Rewrite everything from the line containing "like [(475, 21)]." down to the line containing "[(55, 168), (295, 158), (49, 374)]", replacing "planogram checker" with "layout auditor" and keeping all else unchanged.

(Point-based annotation data)

———

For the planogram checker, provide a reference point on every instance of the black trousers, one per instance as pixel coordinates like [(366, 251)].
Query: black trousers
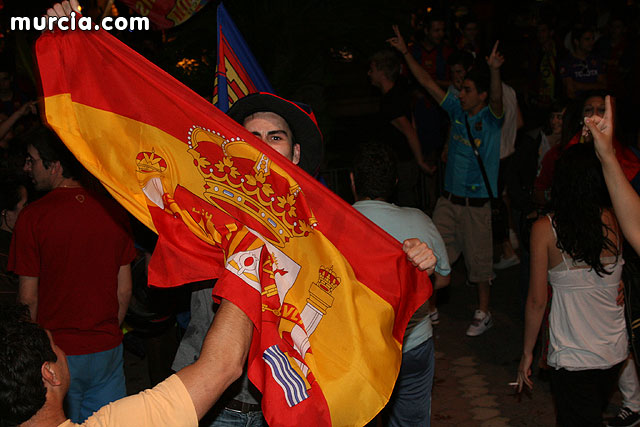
[(582, 396)]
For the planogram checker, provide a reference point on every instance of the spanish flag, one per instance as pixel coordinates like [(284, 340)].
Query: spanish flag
[(329, 293)]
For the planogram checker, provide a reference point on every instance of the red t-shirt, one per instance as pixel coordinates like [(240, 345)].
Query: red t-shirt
[(75, 243)]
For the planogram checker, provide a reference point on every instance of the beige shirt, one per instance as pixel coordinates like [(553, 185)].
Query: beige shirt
[(167, 404)]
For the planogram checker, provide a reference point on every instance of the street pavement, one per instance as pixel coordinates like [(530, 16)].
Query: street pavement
[(472, 373)]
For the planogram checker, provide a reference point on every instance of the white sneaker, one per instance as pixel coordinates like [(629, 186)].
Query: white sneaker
[(506, 262), (480, 323)]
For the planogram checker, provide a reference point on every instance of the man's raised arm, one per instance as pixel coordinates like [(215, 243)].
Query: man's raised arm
[(495, 61), (626, 202), (418, 72)]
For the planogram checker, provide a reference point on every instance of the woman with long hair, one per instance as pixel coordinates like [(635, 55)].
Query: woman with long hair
[(577, 248)]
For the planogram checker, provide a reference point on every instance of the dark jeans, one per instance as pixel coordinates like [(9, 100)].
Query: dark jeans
[(582, 396)]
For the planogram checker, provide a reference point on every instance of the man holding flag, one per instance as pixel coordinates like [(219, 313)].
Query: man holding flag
[(329, 318)]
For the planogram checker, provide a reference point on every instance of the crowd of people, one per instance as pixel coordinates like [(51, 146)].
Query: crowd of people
[(517, 174)]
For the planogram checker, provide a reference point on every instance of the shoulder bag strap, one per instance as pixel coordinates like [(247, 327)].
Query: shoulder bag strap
[(474, 147)]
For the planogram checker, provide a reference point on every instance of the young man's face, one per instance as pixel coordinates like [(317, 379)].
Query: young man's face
[(592, 106), (435, 32), (458, 74), (470, 31), (274, 130), (586, 42), (556, 121), (469, 97), (34, 167)]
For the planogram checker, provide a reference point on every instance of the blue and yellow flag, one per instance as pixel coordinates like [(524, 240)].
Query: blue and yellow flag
[(237, 72)]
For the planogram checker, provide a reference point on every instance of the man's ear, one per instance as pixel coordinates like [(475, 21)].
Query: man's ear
[(55, 168), (295, 158), (49, 374)]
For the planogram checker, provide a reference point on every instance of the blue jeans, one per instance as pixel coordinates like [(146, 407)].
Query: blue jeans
[(410, 403), (96, 380), (230, 418)]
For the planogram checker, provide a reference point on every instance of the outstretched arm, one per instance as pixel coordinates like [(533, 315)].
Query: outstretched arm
[(626, 202), (420, 255), (495, 61), (418, 72), (224, 352), (537, 298)]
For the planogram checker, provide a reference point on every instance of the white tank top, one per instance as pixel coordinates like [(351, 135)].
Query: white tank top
[(586, 327)]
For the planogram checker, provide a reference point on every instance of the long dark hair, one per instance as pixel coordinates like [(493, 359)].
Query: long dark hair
[(578, 197)]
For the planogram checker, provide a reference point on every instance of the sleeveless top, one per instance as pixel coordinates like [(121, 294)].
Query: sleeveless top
[(586, 327)]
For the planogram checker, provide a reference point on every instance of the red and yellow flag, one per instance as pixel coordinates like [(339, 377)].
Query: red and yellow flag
[(329, 293)]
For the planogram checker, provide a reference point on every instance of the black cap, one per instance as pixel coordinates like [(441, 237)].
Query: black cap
[(298, 116)]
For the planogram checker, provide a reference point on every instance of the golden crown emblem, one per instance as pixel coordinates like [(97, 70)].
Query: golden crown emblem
[(150, 162), (244, 183), (327, 279)]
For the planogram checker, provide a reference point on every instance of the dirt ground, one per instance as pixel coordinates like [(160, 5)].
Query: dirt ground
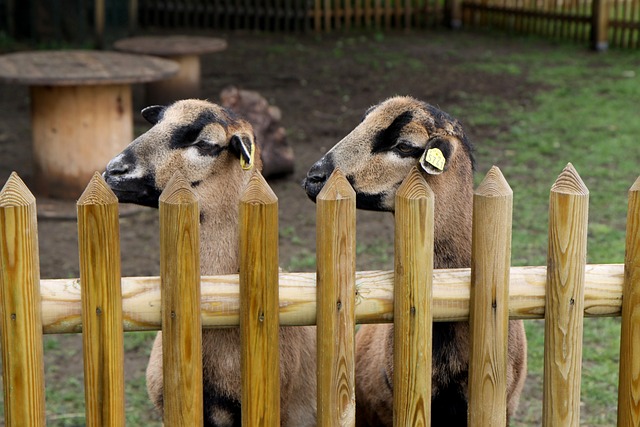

———

▶ _THE COMPLETED TASK_:
For the layout auditor, provide a reference point on every instance of the man's ear, one per instance as pixel coordinates like [(475, 21)].
Query: man's ear
[(55, 168), (295, 158), (49, 374)]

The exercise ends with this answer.